*EXERCISE DETAILS:* Copy every line of the entries, requests included, from the line containing "# test: point out the shadow" through the end of the entries, inclusive. In the answers, multiply each point coordinate by 1.4 and round to a whole number, with halves rounding up; leave all other numbers as they are.
--
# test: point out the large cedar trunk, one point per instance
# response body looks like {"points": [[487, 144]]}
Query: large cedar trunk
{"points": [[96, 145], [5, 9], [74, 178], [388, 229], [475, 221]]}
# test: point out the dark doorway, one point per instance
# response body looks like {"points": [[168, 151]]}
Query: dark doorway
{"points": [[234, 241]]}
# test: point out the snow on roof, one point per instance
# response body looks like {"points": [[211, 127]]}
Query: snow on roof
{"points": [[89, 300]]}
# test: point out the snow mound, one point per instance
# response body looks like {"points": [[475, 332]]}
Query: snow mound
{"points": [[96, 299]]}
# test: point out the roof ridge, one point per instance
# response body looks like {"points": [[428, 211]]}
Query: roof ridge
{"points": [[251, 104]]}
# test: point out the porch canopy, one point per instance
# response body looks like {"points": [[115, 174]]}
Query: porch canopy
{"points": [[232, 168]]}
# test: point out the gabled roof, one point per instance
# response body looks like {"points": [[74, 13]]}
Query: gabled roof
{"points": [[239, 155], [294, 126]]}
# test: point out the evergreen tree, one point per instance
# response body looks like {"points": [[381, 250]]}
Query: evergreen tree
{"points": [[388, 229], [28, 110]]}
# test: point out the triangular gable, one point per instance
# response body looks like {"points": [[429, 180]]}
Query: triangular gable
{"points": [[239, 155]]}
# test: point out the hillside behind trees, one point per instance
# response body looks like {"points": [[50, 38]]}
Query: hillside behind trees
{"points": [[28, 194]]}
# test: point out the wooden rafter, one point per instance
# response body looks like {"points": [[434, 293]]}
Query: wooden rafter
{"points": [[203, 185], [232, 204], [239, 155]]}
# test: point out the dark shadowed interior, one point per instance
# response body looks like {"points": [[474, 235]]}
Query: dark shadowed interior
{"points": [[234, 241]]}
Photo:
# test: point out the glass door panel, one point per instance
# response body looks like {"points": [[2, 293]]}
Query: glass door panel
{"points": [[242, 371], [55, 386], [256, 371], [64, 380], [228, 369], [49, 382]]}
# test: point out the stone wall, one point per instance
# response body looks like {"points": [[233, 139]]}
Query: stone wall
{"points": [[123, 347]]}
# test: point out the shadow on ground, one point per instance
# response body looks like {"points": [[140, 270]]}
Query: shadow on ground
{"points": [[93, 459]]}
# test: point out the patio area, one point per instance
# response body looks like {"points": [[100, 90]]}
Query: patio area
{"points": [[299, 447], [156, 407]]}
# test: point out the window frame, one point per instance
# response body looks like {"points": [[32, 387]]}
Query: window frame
--
*ANSWER TO THE PROBLEM:*
# test: point out the shadow on ground, one point per instance
# response body looks like {"points": [[140, 270]]}
Query: shadow on ground
{"points": [[130, 643]]}
# test: point out the patio area, one point per instance
# response body looks like {"points": [[100, 90]]}
Query: patio area
{"points": [[419, 626], [218, 570]]}
# test: point out the window frame, one point per instance
# response body looks like {"points": [[32, 387]]}
Query: window frame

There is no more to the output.